GIVEN INSTRUCTION » Quote, word for word, the line containing "jack handle in" and all lines that follow it to the end of the records, with no pictures.

### SOURCE DATA

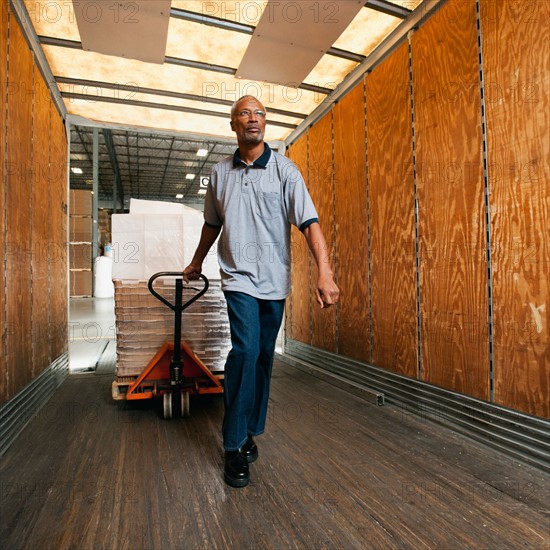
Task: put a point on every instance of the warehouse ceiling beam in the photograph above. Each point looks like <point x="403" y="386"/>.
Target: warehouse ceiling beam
<point x="389" y="8"/>
<point x="167" y="158"/>
<point x="153" y="105"/>
<point x="117" y="187"/>
<point x="165" y="93"/>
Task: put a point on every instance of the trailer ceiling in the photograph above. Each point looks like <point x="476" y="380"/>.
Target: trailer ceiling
<point x="189" y="94"/>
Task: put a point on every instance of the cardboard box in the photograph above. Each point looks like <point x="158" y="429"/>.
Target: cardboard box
<point x="81" y="202"/>
<point x="143" y="324"/>
<point x="80" y="229"/>
<point x="80" y="256"/>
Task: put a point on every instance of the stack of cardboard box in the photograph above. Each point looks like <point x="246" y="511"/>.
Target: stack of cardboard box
<point x="163" y="240"/>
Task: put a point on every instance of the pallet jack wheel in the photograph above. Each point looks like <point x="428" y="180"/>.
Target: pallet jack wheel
<point x="185" y="404"/>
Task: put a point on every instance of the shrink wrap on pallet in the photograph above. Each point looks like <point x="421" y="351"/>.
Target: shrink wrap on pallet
<point x="143" y="324"/>
<point x="153" y="237"/>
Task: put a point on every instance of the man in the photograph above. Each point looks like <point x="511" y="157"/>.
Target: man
<point x="252" y="199"/>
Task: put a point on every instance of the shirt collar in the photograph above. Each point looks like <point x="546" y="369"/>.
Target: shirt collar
<point x="260" y="162"/>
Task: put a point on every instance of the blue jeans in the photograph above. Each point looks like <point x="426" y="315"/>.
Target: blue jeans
<point x="254" y="325"/>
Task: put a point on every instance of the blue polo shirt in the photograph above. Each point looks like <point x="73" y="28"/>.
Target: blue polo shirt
<point x="255" y="205"/>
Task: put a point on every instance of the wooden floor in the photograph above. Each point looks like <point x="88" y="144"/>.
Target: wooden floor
<point x="334" y="472"/>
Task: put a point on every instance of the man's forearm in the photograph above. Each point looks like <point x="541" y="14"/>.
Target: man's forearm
<point x="319" y="249"/>
<point x="209" y="235"/>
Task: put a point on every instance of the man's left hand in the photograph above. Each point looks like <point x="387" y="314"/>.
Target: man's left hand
<point x="327" y="293"/>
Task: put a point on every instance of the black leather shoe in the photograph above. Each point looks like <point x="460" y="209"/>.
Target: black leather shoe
<point x="249" y="450"/>
<point x="236" y="469"/>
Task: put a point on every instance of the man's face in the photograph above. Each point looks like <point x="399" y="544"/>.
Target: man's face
<point x="249" y="126"/>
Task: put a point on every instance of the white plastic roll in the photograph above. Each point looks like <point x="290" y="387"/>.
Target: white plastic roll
<point x="103" y="269"/>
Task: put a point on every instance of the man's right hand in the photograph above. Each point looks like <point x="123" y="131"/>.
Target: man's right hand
<point x="191" y="272"/>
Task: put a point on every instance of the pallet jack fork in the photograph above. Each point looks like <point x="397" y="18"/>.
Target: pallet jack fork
<point x="175" y="372"/>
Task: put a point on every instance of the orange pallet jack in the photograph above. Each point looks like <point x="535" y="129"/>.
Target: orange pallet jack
<point x="175" y="372"/>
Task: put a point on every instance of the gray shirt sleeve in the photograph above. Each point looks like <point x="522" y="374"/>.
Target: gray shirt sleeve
<point x="299" y="206"/>
<point x="212" y="216"/>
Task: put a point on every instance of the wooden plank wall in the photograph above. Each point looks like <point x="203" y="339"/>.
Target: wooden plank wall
<point x="391" y="192"/>
<point x="33" y="213"/>
<point x="3" y="143"/>
<point x="40" y="223"/>
<point x="516" y="63"/>
<point x="323" y="320"/>
<point x="451" y="207"/>
<point x="351" y="266"/>
<point x="481" y="235"/>
<point x="298" y="324"/>
<point x="17" y="210"/>
<point x="58" y="236"/>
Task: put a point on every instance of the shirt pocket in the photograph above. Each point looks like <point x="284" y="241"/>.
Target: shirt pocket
<point x="269" y="205"/>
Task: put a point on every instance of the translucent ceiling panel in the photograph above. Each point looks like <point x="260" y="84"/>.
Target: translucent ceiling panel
<point x="330" y="71"/>
<point x="207" y="84"/>
<point x="366" y="31"/>
<point x="198" y="42"/>
<point x="243" y="11"/>
<point x="55" y="18"/>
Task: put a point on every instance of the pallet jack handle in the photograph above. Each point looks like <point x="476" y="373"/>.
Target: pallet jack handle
<point x="176" y="364"/>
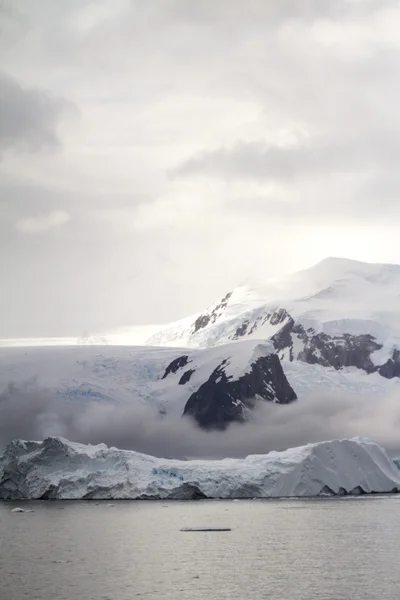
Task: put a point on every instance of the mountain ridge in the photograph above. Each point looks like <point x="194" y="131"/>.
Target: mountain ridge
<point x="339" y="313"/>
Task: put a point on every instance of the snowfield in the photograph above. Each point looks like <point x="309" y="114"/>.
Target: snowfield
<point x="334" y="297"/>
<point x="59" y="469"/>
<point x="124" y="374"/>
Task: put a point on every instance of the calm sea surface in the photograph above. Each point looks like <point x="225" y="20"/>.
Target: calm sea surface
<point x="340" y="549"/>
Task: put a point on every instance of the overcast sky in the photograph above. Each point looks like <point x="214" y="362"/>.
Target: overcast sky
<point x="154" y="154"/>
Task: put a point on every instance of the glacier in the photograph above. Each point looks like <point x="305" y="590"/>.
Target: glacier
<point x="60" y="469"/>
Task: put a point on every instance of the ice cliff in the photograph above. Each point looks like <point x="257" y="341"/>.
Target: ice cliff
<point x="59" y="469"/>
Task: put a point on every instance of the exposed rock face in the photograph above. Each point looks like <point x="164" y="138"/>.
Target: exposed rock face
<point x="210" y="317"/>
<point x="175" y="365"/>
<point x="392" y="367"/>
<point x="294" y="342"/>
<point x="220" y="401"/>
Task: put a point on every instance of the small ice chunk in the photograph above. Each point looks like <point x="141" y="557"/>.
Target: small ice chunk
<point x="206" y="529"/>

######

EXERCISE RESPONSE »
Task: put a point on every instance of the pallet jack handle in the photograph above. Each point looks like <point x="476" y="373"/>.
Target: pallet jack handle
<point x="176" y="364"/>
Task: put a point on every instance of the mountain ridge in the photograph above. Each point looks like <point x="194" y="131"/>.
Target: mountain ridge
<point x="339" y="313"/>
Task: put a point on every instance of the snowfield in the photograph above. Each point looks like <point x="309" y="114"/>.
Target: snowfield
<point x="334" y="297"/>
<point x="59" y="469"/>
<point x="124" y="374"/>
Task: put a point on every instance of the calm sea surface in the photograph above. Each point looks like <point x="225" y="20"/>.
Target: calm sea surface
<point x="340" y="549"/>
Task: put a point on every instance of the overcast sky in the photograph above. Each point looks like <point x="214" y="362"/>.
Target: overcast sky
<point x="154" y="154"/>
Task: put a point on every instance of the glacier in the photograph above. Each point looks like <point x="305" y="590"/>.
Target: glacier
<point x="60" y="469"/>
Task: put a point on every instance of the ice cliff in the photograph above. Each point looks like <point x="257" y="341"/>.
Target: ice cliff
<point x="59" y="469"/>
Task: put a point on every instance of the exposed rock face in the photograph above. Each point looks like <point x="164" y="138"/>.
Target: exposed rock face
<point x="210" y="317"/>
<point x="175" y="365"/>
<point x="392" y="367"/>
<point x="294" y="342"/>
<point x="220" y="401"/>
Task: put a point on every instance of the small ice chunk in the photograph above. Each point looks like <point x="141" y="557"/>.
Target: small ice chunk
<point x="206" y="529"/>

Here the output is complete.